#### DATA FOR REVIEW
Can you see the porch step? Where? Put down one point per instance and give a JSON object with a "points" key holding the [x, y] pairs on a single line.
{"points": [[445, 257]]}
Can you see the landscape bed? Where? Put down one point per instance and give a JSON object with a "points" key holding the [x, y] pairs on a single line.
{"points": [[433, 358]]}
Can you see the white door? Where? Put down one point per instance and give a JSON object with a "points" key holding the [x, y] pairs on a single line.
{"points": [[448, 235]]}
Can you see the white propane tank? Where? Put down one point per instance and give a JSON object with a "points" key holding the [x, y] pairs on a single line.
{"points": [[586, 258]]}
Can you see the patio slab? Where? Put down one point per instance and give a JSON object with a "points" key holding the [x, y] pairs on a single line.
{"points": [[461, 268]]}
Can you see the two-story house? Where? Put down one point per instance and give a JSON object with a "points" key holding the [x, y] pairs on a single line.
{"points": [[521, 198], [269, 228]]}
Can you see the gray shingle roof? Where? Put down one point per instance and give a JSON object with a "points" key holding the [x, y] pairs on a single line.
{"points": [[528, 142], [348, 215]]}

#### WORK INSTRUCTION
Your reply should be an exact copy of every line from the line with "Can you see the two-story" through the final line of the data, and nothing more.

#### RESPONSE
Can you see the two-story house? Where? Put down one point per instance and give a JSON object with a "points" key holding the [x, y] pairs on a single line.
{"points": [[521, 198], [269, 228]]}
Can you see the gray shingle roof? Where? Put down one point per instance and give a JSON object with a "points" key holding the [x, y] pairs on a single line.
{"points": [[528, 142], [348, 215]]}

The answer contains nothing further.